**What you should do**: Output each entry below as it stands, leaving out every picture.

**Available data**:
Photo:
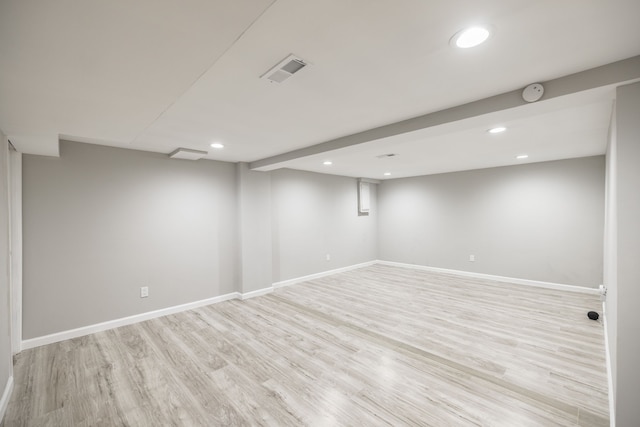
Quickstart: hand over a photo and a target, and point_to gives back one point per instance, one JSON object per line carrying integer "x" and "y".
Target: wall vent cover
{"x": 284, "y": 69}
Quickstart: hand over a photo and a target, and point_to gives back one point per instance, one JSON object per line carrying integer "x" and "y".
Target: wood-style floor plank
{"x": 375, "y": 346}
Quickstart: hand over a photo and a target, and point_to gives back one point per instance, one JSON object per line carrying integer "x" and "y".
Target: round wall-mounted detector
{"x": 533, "y": 92}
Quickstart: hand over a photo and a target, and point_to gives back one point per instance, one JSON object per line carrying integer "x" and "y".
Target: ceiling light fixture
{"x": 498, "y": 129}
{"x": 470, "y": 37}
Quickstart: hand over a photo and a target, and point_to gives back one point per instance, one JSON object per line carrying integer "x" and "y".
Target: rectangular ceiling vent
{"x": 284, "y": 69}
{"x": 187, "y": 154}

**Correct answer**:
Photo:
Quickstart: hand over a photo and a target, and point_to gives back one point per instance, one JSON object per line carrying integer "x" and "y".
Target: wall vent cover
{"x": 284, "y": 69}
Quickstart: hand over a photo and a target, and point_to gives back one point per instance, one JSON object per line carrying integer "x" and "y".
Target: wood-style floor plank
{"x": 375, "y": 346}
Quickstart: hand over a photo and a target, and point_to gives back one point per instance, one JSON object per line carrying integer "x" and "y".
Target: round wall-mounted detector
{"x": 533, "y": 92}
Quickstart: hand over a photo and a target, and point_to gives back one point per instance, one JSON object per line carrying integer "x" and "y".
Target: ceiling light fixture
{"x": 498, "y": 129}
{"x": 470, "y": 37}
Quickstart: hand over a photo and a target, and point_to gives back one point per instance, one JSON object per line carrying integer "x" and "y".
Target: rectangular ceiling vent
{"x": 284, "y": 69}
{"x": 187, "y": 154}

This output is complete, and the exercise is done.